▶ **Texte cité**
- - -

Le salon international des aménagements des espaces tertiaires, organisé du 23 au 27 octobre à Cologne (Allemagne), a illustré les profondes mutations qui affectent actuellement les espaces de travail. Engagés dans la tendance de l’« activity-based work », selon laquelle ce sont les tâches à accomplir qui dictent les aménagements à réaliser, les exposants ont rivalisé d’imagination pour lancer de nouveaux concepts dédiés au mode de travail individuel ou en mode projet, ou encore aux espaces hybrides de détente-travail. Voici notre tour d’horizon de ces tendances et innovations.
Toutes les personnes en activité le constatent : les espaces de travail tertiaires sont en pleine mutation. Le poste de travail individuel et fixe, la cellule composée d’un bureau, d’un siège de bureau et d’un rangement pour ses dossiers, recule à la vitesse grand V, parce qu’il correspond de moins en moins au travail dématérialisé, et délocalisé d’aujourd’hui. Grâce à l’ordinateur portable, à la tablette, voire au smartphone, tous reliés à l’espace numérique sans fil, on peut aujourd’hui travailler à peu près de partout, n’importe quand, pourvu qu’il y ait du réseau Internet, d’autant plus que tout est de plus en plus stocké de façon dématérialisée sur le « cloud », et donc accessible de partout et en permanence. Il en résulte, pour chaque travailleur, une multiplication des espaces qui peuvent devenir des lieux de travail : les sites de co-working poussent comme des champignons, après avoir commencé par les grands centres urbains, ils s’étendent aux villes moyennes, les hôtel et lieux d’hébergement ouvrent de nouveaux espaces de travail temporaires pour rentabiliser leurs établissements en journée, de plus en plus de salariés travaillent au café, sans oublier le développement du home office – le bureau à domicile – où certains travaillent une ou deux journées par semaine, conciliées par exemple avec une garde d’enfants, quand ce n’est pas la totalité de leur activité qui peut être ainsi réalisée en télétravail.

- - -

▶ **Série d'exercices**
- a) Selon le texte sur les espaces de travail, dans quelle ville et à quelles dates le salon international des aménagements des espaces tertiaires a-t-il eu lieu ?
- b) Reprenez le texte sur les espaces de travail à la suite de sa dernière phrase.

- - -

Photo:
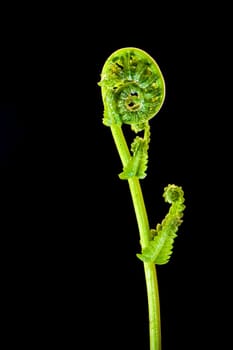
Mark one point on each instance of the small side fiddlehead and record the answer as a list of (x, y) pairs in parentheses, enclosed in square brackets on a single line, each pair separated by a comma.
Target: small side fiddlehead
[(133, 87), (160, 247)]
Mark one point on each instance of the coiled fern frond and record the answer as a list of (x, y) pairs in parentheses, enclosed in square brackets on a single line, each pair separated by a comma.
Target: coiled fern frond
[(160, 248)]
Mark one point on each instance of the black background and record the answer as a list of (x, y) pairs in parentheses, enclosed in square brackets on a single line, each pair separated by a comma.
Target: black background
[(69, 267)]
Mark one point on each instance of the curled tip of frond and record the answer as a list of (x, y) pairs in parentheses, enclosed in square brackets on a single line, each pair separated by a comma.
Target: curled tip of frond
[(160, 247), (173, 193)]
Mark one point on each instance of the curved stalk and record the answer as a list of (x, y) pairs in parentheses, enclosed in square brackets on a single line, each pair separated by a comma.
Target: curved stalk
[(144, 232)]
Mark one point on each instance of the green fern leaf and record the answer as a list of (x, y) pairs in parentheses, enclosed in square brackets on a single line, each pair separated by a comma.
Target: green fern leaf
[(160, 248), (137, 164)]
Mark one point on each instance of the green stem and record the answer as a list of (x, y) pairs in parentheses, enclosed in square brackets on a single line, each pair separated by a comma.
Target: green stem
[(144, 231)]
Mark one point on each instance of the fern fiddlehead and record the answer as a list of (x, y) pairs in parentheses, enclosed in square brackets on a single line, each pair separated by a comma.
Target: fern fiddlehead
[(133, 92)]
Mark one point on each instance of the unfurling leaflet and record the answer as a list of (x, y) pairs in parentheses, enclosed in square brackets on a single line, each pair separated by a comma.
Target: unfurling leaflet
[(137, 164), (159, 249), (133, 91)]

- - -

▶ **Réponses aux exercices**
- a) À Cologne, en Allemagne, du 23 au 27 octobre.

- b)
Ces évolutions ne sont pas sans conséquences sur l’organisation des espaces tertiaires dans les entreprises, qui doivent les prendre en compte pour à la fois répondre aux nouveaux besoins de leurs salariés, tout en profitant de ces nouvelles pratiques pour réduire quand c’est possible leurs investissements immobiliers, en optimisant l’usage des mètres carrés disponibles. C’est ce contexte très stimulant qui explique la grande créativité dont font preuve les fabricants de mobilier et équipements de bureau, pour imaginer des nouvelles typologies de produits, souvent aptes à offrir plusieurs fonctions, souvent évolutives ou flexibles, pour répondre à cette nouvelle vie au travail. C’est sans doute l’enseignement majeur que les quelque 63 000 visiteurs internationaux – nouvelle hausse significative, voir les chiffres en encadré – qui se sont rendus à Orgatec 2018 garderont en tête, en repartant du salon avec beaucoup de solutions nouvelles, mais aussi beaucoup de questions nouvelles, pour l’aménagement de leurs espaces tertiaires.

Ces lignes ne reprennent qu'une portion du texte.